**TEXTE À LIRE**
Pour la seconde fois, l’alliance islamophobe Legida, l’équivalent de Pegida à Leipzig, s’est rassemblée mercredi 21 janvier. Qui sont ces manifestants qui crient « Nous sommes le peuple » et conspuent la « Lügenpresse » ? Tentative de rapprochement avec ces marcheurs du soir. 

Ce qui est surprenant, c'est que beaucoup de manifestants du mouvement Pegida sont prêts à nous en dire plus aujourd'hui. Deux jeunes d'une vingtaine d'années ont fait le voyage depuis Paderborn (dans l'ouest de l'Allemagne) afin de « marcher » pour leurs valeurs : « À cause des questions du genre, de plus en plus de familles éclatent. C'est la représentation traditionnelle que l'on a de la famille qui se voit détruite - et nous sommes contre ça. En politique, je prends pour référence le modèle familial français. En ce qui concerne les réfugiés, j'exige une clé de répartition dans la zone européenne. Ils peuvent tous venir ici, ça ne me pose aucun problème, c'est juste que l'Allemagne ne devrait pas être exploitée en tant qu' État social. »

**À COMPLÉTER**
1 - Relevez tous les noms de villes et de pays cités dans le texte sur les manifestants de Legida.
2 - Poursuivez le texte sur les manifestants de Legida et de Pegida à partir de sa dernière phrase.

**JEU DE DONNÉES**
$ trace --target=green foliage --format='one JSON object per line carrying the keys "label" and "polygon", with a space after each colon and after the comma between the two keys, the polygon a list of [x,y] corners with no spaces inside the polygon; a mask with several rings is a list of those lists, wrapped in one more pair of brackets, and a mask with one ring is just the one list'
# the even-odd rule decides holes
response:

**RÉPONSES PAR TÂCHE**
1 - Leipzig, Paderborn, Allemagne

2 -
Quand on les interroge sur l'attentat contre Charlie Hebdo à Paris, ils répondent : « Oui enfin, on a bien vu que le journal a été repris par la famille Rothschild. » Ils auraient lu cette information sur Internet. Pas besoin de chercher très longtemps sur le Web pour tomber sur des magazines comme NEOPresse ou ContraMagazin qui véhiculent leur penchant pour la théorie du complot. On peut notamment y lire que l'attentat aurait été commis dans le but de faire monter les ventes du journal.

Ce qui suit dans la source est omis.